ENTRIES PROVIDED:
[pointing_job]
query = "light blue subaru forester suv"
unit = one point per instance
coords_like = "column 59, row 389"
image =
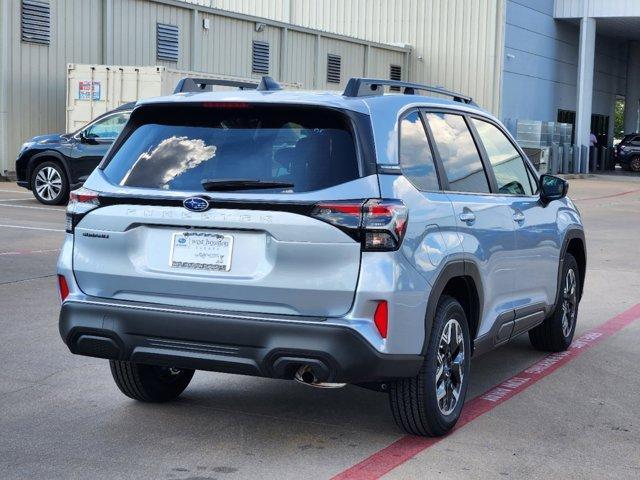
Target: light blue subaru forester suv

YOUR OBJECTIVE:
Can you write out the listing above again, swapping "light blue" for "dark green" wherever it occurs, changing nothing else, and leaving out the picture?

TASK SOLUTION:
[pointing_job]
query = "dark green subaru forester suv"
unit = one point per instance
coords_like = "column 59, row 389"
image =
Target: dark green subaru forester suv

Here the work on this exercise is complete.